**What is expected:**
Please reproduce the lines of the listing below unchanged, beginning at the line that contains "The breakwater — where is it in this image?" and stopping after the last line of the listing.

::::

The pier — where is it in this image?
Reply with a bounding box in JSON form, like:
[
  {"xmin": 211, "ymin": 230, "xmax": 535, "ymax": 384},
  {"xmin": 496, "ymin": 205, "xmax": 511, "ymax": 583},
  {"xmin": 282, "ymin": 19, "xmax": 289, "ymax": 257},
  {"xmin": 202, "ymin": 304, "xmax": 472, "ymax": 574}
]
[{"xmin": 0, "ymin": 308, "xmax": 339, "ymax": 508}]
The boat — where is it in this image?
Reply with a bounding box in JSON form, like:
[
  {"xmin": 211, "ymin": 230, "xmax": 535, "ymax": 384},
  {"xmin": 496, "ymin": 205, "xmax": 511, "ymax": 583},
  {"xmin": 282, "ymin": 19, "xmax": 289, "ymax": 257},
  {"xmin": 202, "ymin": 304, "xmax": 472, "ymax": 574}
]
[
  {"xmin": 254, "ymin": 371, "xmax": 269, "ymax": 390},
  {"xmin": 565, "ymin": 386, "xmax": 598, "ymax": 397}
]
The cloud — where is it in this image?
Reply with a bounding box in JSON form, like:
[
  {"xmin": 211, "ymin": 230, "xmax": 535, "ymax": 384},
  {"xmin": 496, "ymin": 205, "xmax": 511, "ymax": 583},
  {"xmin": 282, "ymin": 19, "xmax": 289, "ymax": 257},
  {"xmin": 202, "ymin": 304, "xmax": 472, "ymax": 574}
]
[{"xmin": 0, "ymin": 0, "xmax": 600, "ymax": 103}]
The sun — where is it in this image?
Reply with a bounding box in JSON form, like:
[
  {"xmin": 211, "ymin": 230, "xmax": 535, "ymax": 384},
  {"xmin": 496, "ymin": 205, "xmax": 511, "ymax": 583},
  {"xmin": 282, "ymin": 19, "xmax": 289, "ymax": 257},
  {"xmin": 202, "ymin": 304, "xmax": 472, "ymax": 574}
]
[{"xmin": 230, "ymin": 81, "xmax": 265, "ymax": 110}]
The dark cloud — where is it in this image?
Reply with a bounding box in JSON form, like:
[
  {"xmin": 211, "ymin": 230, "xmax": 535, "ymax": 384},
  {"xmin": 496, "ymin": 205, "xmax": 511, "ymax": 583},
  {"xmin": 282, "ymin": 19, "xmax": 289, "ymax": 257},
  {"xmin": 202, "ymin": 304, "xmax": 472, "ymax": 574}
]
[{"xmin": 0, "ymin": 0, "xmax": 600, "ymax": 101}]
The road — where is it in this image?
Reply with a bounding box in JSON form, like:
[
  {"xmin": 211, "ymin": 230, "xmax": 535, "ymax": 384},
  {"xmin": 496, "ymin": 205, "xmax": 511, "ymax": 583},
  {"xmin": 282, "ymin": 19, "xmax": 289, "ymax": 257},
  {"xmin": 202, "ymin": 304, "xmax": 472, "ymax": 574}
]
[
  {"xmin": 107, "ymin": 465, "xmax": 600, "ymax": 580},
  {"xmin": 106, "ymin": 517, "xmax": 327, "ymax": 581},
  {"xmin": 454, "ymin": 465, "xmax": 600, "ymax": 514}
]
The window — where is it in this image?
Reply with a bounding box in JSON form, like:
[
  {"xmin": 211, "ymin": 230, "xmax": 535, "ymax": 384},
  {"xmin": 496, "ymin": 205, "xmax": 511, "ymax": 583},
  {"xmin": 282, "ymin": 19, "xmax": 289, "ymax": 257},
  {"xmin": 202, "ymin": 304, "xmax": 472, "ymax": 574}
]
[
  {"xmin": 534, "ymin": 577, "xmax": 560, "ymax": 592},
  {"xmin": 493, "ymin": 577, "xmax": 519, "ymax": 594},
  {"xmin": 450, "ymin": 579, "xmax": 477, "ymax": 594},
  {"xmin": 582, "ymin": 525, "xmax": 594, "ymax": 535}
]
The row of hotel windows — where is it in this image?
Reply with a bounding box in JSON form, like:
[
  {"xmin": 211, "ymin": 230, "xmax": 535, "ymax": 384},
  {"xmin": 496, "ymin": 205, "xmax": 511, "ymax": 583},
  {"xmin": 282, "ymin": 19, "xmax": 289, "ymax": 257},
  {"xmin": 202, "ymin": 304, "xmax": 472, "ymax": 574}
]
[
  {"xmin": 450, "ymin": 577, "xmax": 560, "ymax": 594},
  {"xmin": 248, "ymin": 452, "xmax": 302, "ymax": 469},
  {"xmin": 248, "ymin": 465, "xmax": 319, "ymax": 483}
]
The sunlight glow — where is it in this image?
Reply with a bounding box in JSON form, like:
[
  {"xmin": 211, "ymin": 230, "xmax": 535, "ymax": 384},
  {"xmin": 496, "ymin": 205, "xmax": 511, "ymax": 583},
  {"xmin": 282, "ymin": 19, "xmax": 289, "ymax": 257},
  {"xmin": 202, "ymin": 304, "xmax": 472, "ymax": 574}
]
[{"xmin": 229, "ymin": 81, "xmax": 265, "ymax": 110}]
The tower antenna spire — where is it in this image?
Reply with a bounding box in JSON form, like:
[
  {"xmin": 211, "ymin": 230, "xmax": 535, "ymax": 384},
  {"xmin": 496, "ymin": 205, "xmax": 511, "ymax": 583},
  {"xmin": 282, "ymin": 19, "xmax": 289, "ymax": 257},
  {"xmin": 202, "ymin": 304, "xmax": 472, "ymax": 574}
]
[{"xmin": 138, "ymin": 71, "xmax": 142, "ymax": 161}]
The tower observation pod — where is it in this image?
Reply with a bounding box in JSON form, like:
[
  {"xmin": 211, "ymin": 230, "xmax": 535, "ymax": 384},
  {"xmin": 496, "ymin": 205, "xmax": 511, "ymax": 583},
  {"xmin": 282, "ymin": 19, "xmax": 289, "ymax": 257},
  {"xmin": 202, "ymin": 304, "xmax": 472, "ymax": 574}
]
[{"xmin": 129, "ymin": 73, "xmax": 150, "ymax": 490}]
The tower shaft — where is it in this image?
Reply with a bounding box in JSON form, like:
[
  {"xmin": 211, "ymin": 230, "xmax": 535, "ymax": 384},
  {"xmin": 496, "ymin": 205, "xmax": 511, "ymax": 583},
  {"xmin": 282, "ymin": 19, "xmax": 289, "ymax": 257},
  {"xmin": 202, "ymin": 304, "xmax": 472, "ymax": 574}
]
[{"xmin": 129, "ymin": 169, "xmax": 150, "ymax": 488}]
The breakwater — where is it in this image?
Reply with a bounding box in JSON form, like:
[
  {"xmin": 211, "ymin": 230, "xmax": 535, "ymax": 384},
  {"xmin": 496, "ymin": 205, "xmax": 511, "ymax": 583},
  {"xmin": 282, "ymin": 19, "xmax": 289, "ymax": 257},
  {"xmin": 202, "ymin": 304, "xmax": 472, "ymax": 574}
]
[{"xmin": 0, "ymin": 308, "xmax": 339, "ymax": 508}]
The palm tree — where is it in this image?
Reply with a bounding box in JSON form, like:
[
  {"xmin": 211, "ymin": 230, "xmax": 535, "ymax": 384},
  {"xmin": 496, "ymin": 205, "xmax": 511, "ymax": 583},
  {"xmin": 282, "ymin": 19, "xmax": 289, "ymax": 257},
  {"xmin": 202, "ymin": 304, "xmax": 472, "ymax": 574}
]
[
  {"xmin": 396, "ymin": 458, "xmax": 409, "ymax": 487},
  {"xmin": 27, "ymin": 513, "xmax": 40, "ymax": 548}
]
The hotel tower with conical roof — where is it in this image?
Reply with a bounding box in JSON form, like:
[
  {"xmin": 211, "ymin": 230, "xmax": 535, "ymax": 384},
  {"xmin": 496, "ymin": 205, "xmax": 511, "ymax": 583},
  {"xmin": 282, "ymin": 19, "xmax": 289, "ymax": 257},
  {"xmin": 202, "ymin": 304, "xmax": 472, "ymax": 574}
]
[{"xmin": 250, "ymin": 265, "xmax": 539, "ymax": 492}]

::::

**Task solution:**
The breakwater — where is it in this image?
Reply with a bounding box in JSON form, like:
[
  {"xmin": 211, "ymin": 230, "xmax": 535, "ymax": 384},
  {"xmin": 496, "ymin": 205, "xmax": 511, "ymax": 583},
  {"xmin": 282, "ymin": 19, "xmax": 289, "ymax": 257},
  {"xmin": 202, "ymin": 304, "xmax": 472, "ymax": 574}
]
[{"xmin": 0, "ymin": 308, "xmax": 339, "ymax": 508}]
The palm tree — where is it in this image?
Reply with a bounding box in JSON form, like:
[
  {"xmin": 211, "ymin": 230, "xmax": 535, "ymax": 384},
  {"xmin": 496, "ymin": 205, "xmax": 511, "ymax": 583},
  {"xmin": 282, "ymin": 19, "xmax": 289, "ymax": 257},
  {"xmin": 202, "ymin": 304, "xmax": 472, "ymax": 574}
]
[
  {"xmin": 396, "ymin": 458, "xmax": 409, "ymax": 487},
  {"xmin": 27, "ymin": 513, "xmax": 40, "ymax": 548}
]
The hotel tower with conical roof — where is it in this image?
Reply with a bounding box in JSON form, like:
[
  {"xmin": 211, "ymin": 230, "xmax": 535, "ymax": 384},
  {"xmin": 496, "ymin": 205, "xmax": 511, "ymax": 583},
  {"xmin": 282, "ymin": 19, "xmax": 289, "ymax": 257},
  {"xmin": 202, "ymin": 304, "xmax": 472, "ymax": 574}
]
[{"xmin": 250, "ymin": 265, "xmax": 539, "ymax": 492}]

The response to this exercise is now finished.